**Exercise aim:**
Pick each line that has "concrete" out of the records.

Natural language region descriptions
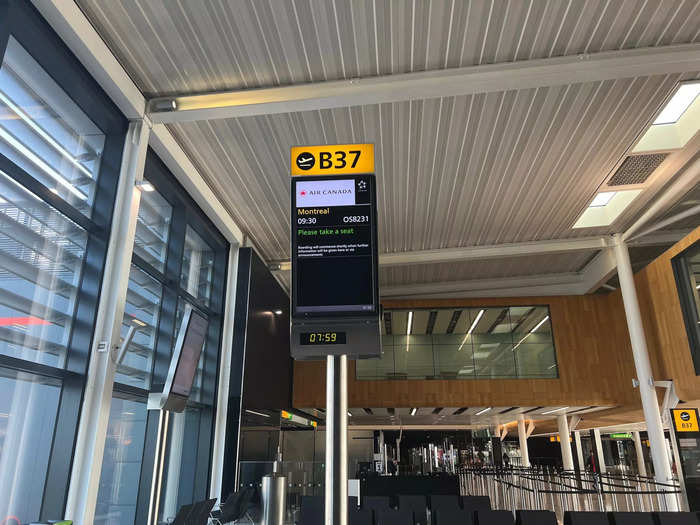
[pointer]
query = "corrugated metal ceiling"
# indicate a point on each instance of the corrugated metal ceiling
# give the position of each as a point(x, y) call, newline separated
point(458, 171)
point(509, 267)
point(172, 46)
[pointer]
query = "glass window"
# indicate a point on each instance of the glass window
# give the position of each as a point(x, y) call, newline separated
point(152, 227)
point(45, 133)
point(141, 311)
point(686, 267)
point(466, 343)
point(41, 256)
point(28, 407)
point(121, 464)
point(197, 266)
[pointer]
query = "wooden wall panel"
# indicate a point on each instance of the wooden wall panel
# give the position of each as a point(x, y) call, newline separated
point(595, 364)
point(592, 346)
point(664, 328)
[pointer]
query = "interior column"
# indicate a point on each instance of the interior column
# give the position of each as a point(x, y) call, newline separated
point(566, 456)
point(647, 390)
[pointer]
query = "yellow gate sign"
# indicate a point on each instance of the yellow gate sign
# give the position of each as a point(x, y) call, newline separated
point(336, 159)
point(685, 419)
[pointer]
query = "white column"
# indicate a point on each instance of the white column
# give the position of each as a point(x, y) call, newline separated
point(522, 437)
point(92, 430)
point(641, 466)
point(579, 451)
point(599, 451)
point(647, 390)
point(566, 457)
point(217, 468)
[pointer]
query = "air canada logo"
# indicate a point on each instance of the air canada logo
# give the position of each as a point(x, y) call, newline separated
point(305, 161)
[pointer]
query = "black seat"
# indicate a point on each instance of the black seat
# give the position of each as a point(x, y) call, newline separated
point(442, 501)
point(393, 517)
point(376, 503)
point(585, 518)
point(494, 517)
point(535, 517)
point(419, 506)
point(631, 518)
point(311, 512)
point(676, 518)
point(357, 515)
point(453, 517)
point(474, 503)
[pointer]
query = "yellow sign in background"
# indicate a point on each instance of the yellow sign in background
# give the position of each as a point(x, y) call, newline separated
point(334, 159)
point(685, 419)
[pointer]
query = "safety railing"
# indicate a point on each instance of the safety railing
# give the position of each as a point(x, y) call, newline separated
point(547, 489)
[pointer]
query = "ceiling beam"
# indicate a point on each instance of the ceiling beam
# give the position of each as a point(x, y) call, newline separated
point(469, 80)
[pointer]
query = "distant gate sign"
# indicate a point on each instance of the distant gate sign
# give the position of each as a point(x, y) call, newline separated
point(337, 159)
point(685, 419)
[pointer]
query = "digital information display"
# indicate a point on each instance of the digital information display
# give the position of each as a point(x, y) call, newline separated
point(322, 338)
point(335, 296)
point(333, 238)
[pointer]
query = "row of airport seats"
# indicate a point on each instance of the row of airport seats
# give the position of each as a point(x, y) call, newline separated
point(404, 510)
point(449, 510)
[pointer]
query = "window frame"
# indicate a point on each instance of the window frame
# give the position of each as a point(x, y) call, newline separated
point(56, 59)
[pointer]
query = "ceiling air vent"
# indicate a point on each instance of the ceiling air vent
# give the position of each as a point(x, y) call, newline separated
point(636, 169)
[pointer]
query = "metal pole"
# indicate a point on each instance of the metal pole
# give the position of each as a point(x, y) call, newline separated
point(641, 466)
point(566, 456)
point(647, 390)
point(579, 451)
point(336, 440)
point(522, 436)
point(599, 451)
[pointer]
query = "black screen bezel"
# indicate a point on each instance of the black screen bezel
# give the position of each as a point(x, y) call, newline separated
point(373, 247)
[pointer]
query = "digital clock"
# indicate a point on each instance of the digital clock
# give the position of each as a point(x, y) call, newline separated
point(322, 338)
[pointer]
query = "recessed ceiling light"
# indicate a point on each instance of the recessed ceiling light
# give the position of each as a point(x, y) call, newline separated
point(680, 101)
point(602, 199)
point(605, 208)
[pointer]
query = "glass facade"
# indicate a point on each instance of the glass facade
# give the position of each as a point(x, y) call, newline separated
point(465, 343)
point(171, 266)
point(61, 145)
point(61, 141)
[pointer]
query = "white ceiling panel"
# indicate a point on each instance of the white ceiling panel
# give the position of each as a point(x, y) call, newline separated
point(192, 46)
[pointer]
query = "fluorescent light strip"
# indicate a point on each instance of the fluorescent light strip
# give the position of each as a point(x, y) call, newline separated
point(553, 411)
point(29, 154)
point(257, 413)
point(602, 199)
point(679, 103)
point(40, 131)
point(471, 329)
point(531, 331)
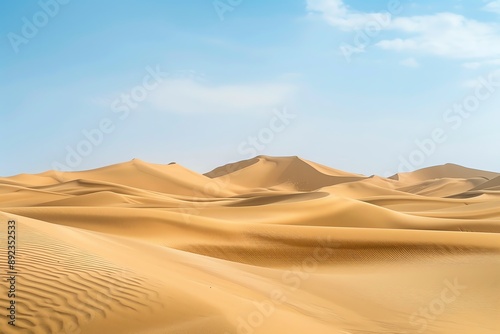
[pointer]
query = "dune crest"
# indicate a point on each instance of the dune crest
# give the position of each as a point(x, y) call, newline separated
point(265, 245)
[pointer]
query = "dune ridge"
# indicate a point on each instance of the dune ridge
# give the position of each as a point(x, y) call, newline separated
point(265, 245)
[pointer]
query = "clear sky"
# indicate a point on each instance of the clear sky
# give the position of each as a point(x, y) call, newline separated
point(366, 86)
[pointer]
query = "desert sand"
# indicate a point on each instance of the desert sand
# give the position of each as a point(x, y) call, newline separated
point(266, 245)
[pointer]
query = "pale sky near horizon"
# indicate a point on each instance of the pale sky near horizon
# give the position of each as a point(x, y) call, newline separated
point(367, 87)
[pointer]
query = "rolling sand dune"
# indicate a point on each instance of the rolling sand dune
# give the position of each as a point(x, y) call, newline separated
point(266, 245)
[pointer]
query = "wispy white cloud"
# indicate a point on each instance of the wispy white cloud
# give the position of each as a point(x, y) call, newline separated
point(493, 6)
point(444, 34)
point(338, 14)
point(409, 62)
point(190, 96)
point(475, 65)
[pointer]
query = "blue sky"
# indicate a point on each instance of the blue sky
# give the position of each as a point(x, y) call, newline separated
point(371, 87)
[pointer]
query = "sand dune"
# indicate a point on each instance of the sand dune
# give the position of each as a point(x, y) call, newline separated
point(266, 245)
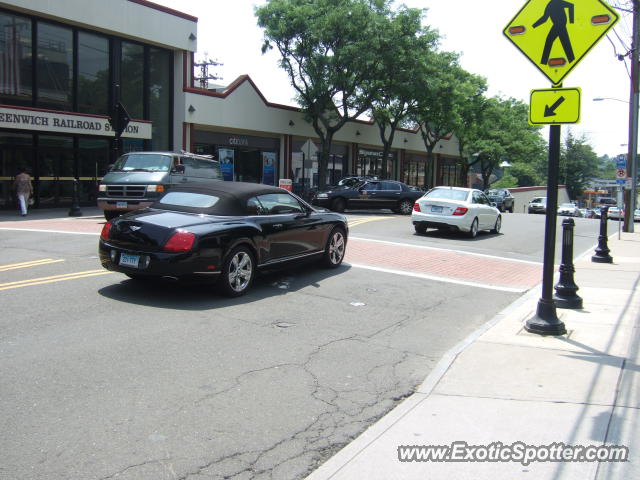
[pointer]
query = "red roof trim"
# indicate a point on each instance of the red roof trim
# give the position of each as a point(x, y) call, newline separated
point(170, 11)
point(246, 78)
point(233, 86)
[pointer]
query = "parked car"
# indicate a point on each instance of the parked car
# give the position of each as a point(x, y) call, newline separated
point(138, 179)
point(228, 230)
point(569, 209)
point(369, 194)
point(538, 205)
point(350, 181)
point(608, 201)
point(455, 208)
point(502, 198)
point(615, 213)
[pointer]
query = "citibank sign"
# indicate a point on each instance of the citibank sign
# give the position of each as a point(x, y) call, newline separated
point(60, 122)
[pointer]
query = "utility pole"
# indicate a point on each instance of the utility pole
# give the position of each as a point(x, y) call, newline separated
point(204, 76)
point(632, 161)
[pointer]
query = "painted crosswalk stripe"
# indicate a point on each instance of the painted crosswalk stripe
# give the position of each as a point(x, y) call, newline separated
point(360, 221)
point(54, 278)
point(33, 263)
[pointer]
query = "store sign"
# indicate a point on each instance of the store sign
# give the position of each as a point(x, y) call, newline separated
point(49, 121)
point(239, 141)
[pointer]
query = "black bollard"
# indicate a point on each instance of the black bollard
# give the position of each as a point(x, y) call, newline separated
point(602, 252)
point(566, 288)
point(75, 211)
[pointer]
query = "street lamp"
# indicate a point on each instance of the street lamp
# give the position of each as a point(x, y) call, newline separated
point(632, 161)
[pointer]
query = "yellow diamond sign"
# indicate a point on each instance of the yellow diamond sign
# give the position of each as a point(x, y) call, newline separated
point(554, 106)
point(556, 34)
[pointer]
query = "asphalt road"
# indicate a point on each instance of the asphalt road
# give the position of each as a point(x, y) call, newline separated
point(102, 377)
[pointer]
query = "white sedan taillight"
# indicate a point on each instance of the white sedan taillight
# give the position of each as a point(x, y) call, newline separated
point(460, 211)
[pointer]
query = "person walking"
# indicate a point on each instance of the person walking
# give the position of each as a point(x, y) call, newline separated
point(24, 189)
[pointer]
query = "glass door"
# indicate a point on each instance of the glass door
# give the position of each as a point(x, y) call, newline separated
point(55, 171)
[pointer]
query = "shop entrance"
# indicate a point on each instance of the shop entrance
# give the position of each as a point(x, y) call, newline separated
point(248, 167)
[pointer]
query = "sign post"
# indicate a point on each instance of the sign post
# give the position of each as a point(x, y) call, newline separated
point(555, 35)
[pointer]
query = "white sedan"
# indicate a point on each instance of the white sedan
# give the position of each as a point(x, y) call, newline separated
point(455, 208)
point(569, 209)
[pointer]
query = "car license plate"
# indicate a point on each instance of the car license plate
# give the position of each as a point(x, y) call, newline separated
point(127, 260)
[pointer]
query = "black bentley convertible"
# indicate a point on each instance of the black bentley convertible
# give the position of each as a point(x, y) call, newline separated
point(225, 229)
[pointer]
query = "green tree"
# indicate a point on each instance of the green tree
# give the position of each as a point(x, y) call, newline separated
point(505, 134)
point(472, 108)
point(437, 112)
point(578, 164)
point(607, 167)
point(404, 64)
point(331, 50)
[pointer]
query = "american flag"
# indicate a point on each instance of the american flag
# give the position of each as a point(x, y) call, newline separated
point(10, 55)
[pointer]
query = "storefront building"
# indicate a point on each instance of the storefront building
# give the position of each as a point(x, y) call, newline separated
point(58, 82)
point(64, 67)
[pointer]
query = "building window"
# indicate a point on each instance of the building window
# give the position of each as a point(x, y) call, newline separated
point(450, 173)
point(132, 79)
point(93, 74)
point(55, 67)
point(160, 87)
point(370, 163)
point(415, 169)
point(15, 60)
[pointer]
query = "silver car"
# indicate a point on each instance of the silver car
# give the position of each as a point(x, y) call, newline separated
point(569, 209)
point(454, 208)
point(538, 205)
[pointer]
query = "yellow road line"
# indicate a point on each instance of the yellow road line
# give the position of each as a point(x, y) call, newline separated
point(33, 263)
point(54, 278)
point(360, 221)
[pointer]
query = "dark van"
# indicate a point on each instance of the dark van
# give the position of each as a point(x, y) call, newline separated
point(138, 179)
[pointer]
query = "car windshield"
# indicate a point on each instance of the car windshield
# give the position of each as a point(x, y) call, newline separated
point(143, 163)
point(188, 199)
point(347, 182)
point(448, 194)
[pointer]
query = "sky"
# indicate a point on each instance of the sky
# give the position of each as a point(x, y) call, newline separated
point(228, 33)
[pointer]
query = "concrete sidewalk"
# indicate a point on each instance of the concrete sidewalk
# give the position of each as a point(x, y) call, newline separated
point(506, 385)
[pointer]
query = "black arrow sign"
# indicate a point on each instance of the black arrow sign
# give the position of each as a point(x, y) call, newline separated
point(550, 111)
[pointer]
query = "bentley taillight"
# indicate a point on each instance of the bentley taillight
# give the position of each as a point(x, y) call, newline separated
point(104, 235)
point(180, 242)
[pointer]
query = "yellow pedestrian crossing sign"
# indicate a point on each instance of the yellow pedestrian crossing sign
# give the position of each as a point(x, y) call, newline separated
point(554, 106)
point(556, 34)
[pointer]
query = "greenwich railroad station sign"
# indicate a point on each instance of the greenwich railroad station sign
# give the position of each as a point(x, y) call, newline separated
point(62, 122)
point(556, 34)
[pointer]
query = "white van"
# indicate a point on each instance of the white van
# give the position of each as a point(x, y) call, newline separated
point(138, 179)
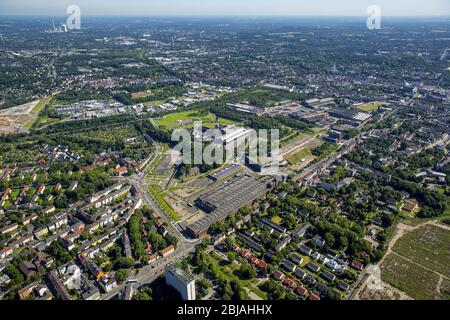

**The completed task:**
query = "concrete sidewalk"
# indicate a point on each instance of the concrete sidewalk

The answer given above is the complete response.